Change "Existence query" to "Presence check" everywhere it occurs in the items below, and write out the items again with all other wording unchanged.
— Begin DATA TO PROCESS —
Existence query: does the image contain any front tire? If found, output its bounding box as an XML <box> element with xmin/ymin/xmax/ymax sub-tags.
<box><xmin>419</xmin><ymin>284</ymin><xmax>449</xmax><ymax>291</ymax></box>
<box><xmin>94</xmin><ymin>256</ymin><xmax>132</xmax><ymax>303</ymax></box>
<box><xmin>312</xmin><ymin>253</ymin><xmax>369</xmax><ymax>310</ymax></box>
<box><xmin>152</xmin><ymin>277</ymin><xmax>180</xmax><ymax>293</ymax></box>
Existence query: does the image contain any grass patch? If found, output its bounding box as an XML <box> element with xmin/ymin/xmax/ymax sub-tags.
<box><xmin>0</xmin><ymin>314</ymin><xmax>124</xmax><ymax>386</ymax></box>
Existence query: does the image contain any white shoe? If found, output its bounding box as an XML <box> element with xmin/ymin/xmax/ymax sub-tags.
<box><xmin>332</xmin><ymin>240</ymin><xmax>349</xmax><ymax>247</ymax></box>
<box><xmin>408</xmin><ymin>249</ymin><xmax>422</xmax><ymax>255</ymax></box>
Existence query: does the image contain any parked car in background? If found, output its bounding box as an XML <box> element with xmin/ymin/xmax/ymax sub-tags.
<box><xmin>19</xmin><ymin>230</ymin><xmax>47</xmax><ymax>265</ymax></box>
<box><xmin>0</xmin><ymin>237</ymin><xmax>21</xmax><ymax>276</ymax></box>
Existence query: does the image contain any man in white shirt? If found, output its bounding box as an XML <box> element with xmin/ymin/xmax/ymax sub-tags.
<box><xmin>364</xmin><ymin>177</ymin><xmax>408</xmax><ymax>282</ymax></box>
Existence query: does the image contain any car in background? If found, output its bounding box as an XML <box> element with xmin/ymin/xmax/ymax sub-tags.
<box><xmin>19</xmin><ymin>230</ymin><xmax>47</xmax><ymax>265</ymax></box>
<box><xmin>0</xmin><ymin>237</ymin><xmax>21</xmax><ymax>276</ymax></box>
— End DATA TO PROCESS —
- **ANSWER FOR THE TASK**
Presence check: does the image contain any front tire? If found, output its bounding box as an XML <box> element with xmin/ymin/xmax/ymax sub-tags.
<box><xmin>419</xmin><ymin>284</ymin><xmax>449</xmax><ymax>291</ymax></box>
<box><xmin>94</xmin><ymin>256</ymin><xmax>132</xmax><ymax>303</ymax></box>
<box><xmin>312</xmin><ymin>253</ymin><xmax>369</xmax><ymax>310</ymax></box>
<box><xmin>152</xmin><ymin>277</ymin><xmax>180</xmax><ymax>293</ymax></box>
Presence check: does the image contain any grass patch? If found, output its bounding box as an XML <box> element with xmin/ymin/xmax/ymax sub-tags.
<box><xmin>0</xmin><ymin>314</ymin><xmax>124</xmax><ymax>386</ymax></box>
Presence check: does the image contain any white shoe? If found, output its bounding box as an XML <box> element with xmin/ymin/xmax/ymax sub-tags.
<box><xmin>332</xmin><ymin>240</ymin><xmax>349</xmax><ymax>247</ymax></box>
<box><xmin>408</xmin><ymin>249</ymin><xmax>422</xmax><ymax>255</ymax></box>
Presence check: does the image contain any parked car in background? If found, output its bounding box as an XML <box> element with xmin/ymin/xmax/ymax sub-tags.
<box><xmin>19</xmin><ymin>230</ymin><xmax>47</xmax><ymax>265</ymax></box>
<box><xmin>0</xmin><ymin>237</ymin><xmax>21</xmax><ymax>276</ymax></box>
Presence check: does the image contain any man in white shirt? If found, output its bounding box as an XML <box> element with xmin/ymin/xmax/ymax sub-tags.
<box><xmin>364</xmin><ymin>177</ymin><xmax>408</xmax><ymax>282</ymax></box>
Presence check: does the image contain any car in background? If found, output its bounding box as an XML <box> element with xmin/ymin/xmax/ymax sub-tags.
<box><xmin>19</xmin><ymin>230</ymin><xmax>47</xmax><ymax>265</ymax></box>
<box><xmin>0</xmin><ymin>237</ymin><xmax>21</xmax><ymax>276</ymax></box>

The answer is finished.